● The input
======

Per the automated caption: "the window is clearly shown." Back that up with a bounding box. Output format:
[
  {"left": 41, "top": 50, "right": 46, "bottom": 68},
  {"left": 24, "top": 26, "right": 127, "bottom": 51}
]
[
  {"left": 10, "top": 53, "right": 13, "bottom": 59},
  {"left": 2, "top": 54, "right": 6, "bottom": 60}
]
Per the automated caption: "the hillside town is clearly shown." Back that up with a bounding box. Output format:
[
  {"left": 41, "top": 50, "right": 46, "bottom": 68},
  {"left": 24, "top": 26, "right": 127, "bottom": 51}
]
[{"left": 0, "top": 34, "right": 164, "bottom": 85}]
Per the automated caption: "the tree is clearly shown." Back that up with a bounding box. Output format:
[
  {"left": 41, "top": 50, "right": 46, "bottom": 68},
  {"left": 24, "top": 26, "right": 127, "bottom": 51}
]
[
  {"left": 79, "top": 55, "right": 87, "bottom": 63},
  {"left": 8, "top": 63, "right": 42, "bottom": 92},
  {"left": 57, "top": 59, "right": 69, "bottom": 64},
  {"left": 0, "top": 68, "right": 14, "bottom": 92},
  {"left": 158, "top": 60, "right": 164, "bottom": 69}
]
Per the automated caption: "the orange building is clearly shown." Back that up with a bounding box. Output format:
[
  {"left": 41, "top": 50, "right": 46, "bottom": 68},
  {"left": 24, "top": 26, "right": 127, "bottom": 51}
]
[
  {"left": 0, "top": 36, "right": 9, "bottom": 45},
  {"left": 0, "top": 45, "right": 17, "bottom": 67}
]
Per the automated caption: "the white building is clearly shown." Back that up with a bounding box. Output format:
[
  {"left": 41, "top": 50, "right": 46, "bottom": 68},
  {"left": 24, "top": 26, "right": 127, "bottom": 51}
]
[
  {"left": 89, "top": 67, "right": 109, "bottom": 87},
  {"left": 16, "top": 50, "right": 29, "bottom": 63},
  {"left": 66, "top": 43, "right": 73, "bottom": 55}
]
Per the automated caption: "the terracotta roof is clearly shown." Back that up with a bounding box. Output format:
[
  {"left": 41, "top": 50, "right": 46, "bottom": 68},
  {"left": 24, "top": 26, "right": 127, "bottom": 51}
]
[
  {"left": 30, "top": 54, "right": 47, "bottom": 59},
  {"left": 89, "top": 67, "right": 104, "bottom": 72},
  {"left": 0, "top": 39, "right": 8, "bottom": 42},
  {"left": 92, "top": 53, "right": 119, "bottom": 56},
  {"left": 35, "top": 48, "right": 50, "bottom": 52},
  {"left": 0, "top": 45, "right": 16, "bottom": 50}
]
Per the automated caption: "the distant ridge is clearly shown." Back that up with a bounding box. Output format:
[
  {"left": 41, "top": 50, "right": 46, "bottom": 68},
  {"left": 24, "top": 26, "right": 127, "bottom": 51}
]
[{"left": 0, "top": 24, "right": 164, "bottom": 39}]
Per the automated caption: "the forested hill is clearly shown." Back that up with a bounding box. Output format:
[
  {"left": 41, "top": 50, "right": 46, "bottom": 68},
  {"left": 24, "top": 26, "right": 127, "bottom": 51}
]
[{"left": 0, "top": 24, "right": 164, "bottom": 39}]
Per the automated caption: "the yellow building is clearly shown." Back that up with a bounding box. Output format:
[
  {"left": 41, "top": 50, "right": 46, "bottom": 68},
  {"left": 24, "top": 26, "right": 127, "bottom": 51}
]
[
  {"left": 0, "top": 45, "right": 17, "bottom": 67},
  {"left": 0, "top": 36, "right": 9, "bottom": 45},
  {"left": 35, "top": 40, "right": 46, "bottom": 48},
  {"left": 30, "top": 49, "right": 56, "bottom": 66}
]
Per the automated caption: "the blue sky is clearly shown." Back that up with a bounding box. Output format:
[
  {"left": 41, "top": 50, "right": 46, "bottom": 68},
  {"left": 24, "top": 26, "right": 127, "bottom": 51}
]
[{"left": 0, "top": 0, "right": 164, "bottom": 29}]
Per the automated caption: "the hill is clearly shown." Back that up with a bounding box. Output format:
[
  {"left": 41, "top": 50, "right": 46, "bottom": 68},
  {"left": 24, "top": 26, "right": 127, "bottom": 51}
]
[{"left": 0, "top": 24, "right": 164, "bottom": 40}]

======

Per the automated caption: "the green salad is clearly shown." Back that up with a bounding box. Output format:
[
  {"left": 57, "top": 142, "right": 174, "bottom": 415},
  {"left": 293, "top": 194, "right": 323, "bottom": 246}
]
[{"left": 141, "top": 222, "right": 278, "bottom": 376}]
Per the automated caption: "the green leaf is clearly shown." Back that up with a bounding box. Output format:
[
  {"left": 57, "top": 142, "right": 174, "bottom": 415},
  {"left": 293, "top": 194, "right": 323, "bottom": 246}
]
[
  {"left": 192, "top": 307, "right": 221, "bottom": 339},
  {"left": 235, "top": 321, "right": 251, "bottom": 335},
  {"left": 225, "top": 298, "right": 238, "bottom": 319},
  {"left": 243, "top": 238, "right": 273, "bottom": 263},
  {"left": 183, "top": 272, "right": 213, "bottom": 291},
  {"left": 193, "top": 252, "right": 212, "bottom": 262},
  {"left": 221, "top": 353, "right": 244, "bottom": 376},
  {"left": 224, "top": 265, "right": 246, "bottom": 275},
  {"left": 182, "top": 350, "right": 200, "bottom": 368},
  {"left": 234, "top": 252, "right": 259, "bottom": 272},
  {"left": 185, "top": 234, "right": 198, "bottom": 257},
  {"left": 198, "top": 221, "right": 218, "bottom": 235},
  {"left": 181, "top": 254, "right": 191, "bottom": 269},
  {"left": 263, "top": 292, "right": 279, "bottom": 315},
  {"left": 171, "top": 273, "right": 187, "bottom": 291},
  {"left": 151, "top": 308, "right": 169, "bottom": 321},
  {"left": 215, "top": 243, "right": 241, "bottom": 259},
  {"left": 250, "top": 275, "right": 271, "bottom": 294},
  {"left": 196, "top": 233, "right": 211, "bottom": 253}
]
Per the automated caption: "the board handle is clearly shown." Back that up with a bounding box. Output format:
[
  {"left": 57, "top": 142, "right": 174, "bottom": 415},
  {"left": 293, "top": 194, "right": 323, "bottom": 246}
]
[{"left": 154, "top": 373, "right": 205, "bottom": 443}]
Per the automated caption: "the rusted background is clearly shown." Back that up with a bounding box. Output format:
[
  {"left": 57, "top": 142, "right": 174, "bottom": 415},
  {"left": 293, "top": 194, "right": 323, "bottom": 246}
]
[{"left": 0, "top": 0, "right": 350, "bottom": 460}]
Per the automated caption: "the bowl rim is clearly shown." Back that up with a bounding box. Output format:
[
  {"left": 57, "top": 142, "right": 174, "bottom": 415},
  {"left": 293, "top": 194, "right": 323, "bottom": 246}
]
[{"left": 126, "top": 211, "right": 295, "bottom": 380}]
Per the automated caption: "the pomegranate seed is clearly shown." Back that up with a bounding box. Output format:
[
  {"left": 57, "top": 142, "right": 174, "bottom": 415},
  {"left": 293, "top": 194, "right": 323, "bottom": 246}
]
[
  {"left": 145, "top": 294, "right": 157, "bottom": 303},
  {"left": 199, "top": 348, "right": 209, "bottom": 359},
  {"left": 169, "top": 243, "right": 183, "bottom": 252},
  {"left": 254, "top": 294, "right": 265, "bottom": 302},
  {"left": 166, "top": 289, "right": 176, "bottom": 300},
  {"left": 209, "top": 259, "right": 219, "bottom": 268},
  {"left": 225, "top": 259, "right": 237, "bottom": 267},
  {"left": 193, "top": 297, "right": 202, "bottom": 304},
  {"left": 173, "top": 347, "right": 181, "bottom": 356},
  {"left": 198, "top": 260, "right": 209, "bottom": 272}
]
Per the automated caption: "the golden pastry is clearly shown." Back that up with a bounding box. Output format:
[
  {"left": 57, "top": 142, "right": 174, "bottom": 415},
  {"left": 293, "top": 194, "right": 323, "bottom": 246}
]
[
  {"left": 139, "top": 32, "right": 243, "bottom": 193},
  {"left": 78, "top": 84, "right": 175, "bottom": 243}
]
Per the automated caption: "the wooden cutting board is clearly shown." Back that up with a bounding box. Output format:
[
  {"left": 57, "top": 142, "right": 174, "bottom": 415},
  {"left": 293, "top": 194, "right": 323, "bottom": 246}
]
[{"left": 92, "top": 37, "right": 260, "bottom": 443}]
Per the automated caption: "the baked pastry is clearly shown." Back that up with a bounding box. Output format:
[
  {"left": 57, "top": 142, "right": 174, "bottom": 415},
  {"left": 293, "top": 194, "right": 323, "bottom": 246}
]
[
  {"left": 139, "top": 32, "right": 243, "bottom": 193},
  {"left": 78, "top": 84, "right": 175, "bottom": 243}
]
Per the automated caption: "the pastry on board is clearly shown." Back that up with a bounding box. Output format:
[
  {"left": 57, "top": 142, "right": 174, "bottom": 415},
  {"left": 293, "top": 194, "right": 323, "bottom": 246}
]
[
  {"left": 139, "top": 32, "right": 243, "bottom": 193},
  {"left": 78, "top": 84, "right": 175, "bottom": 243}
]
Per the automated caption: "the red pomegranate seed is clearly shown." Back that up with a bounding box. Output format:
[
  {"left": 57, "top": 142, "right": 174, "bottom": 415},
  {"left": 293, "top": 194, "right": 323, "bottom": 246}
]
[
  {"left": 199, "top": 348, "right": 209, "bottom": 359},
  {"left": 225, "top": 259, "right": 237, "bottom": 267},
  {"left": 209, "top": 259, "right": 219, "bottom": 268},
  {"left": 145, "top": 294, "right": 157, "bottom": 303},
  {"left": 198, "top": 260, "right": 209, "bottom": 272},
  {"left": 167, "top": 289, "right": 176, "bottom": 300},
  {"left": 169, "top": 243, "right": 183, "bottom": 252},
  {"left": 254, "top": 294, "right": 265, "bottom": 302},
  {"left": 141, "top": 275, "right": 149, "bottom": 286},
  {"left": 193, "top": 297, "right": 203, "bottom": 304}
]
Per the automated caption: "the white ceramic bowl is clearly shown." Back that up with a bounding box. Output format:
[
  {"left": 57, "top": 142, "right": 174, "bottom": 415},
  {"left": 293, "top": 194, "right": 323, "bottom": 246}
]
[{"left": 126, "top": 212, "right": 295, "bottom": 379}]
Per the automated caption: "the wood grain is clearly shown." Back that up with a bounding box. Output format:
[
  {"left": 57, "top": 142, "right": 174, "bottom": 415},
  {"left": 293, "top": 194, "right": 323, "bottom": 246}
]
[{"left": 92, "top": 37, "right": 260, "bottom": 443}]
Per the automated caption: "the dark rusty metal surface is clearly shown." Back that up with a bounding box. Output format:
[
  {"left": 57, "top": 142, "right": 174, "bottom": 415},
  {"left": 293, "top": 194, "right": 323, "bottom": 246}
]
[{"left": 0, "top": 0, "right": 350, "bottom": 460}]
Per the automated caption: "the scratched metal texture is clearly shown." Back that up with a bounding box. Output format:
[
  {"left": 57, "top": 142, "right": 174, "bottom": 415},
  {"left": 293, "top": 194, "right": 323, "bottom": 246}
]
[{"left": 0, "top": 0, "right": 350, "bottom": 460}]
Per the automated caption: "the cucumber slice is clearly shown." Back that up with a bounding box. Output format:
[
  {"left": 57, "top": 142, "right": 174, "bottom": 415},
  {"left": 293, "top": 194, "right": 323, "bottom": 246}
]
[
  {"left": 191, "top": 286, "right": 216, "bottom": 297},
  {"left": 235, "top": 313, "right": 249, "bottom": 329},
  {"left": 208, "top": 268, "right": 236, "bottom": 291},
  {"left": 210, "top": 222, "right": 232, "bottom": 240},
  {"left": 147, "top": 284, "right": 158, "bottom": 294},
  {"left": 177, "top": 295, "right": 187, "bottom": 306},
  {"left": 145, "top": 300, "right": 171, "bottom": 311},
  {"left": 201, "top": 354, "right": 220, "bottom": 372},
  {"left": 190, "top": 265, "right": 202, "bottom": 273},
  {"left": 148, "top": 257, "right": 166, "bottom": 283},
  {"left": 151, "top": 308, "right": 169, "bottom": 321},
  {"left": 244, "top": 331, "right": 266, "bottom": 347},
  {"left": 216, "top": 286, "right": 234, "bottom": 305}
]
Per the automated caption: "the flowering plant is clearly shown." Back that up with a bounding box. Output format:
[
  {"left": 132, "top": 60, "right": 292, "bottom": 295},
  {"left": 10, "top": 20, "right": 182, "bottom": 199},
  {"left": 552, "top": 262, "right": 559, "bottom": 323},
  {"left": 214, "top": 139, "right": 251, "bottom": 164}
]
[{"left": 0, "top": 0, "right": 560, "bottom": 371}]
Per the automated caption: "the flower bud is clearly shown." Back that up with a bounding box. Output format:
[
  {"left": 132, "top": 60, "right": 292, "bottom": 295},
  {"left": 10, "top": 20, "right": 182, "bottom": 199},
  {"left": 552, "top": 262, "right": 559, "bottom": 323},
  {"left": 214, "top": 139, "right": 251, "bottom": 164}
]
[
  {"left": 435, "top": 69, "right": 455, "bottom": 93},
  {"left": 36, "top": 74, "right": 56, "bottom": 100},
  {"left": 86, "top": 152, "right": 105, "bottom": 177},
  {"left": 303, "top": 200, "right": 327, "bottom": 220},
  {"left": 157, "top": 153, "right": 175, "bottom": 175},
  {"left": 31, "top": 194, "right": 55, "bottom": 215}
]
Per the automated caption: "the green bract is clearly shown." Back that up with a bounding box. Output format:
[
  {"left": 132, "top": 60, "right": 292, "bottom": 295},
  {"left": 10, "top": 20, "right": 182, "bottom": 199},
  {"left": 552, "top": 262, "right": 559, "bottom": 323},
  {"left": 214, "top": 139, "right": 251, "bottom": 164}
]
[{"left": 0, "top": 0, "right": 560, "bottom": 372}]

======

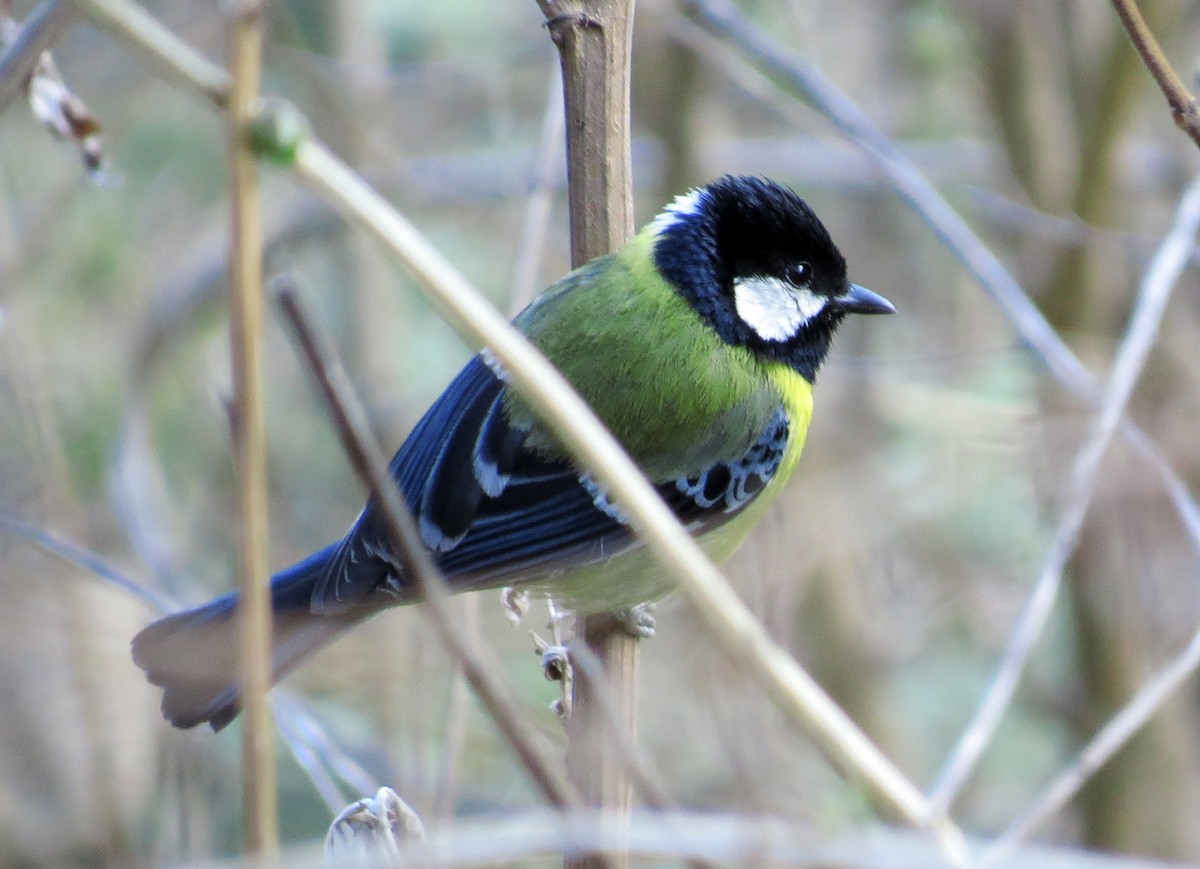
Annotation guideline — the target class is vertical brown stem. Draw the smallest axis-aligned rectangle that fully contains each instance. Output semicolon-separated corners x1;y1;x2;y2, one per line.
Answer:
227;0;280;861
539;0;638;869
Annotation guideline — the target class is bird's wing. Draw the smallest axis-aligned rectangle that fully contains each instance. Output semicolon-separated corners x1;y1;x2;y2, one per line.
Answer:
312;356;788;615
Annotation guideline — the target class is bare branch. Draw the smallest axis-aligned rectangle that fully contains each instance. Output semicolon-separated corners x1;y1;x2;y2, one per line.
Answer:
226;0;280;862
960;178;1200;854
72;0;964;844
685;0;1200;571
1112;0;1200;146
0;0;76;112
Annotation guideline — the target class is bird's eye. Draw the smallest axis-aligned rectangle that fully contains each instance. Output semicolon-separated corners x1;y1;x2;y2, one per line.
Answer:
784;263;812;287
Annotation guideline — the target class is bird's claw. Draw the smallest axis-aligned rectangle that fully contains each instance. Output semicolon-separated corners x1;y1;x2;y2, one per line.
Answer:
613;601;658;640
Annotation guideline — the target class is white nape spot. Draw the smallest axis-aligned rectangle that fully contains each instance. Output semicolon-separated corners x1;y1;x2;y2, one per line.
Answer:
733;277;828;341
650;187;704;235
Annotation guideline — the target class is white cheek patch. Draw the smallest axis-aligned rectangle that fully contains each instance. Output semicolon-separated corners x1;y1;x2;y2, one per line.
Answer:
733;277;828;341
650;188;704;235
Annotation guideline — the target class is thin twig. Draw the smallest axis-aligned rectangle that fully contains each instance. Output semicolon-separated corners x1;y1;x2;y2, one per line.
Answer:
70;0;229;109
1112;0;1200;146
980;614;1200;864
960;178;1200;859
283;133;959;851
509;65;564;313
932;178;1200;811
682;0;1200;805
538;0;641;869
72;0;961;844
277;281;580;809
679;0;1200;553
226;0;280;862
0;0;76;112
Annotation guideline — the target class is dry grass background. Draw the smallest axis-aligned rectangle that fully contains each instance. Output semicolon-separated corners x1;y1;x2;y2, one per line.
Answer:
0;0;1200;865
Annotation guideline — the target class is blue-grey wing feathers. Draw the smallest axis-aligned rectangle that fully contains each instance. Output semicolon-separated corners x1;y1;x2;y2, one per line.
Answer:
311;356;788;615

======

● What to do
Starting with the line containing "Annotation guideline — the target class is blue-grey" and going on through the line containing "311;356;788;615", write those lines out again in full, adding -27 to every corner coordinate in the answers and leaving the rest unchanged.

● Exercise output
Annotation guideline — the target class is blue-grey wing feathers. Draw the smallest axis-aligned rectangle that fully contains each instance. Output semicolon-separated corners x1;y1;x2;y2, one per line.
Answer:
284;329;761;588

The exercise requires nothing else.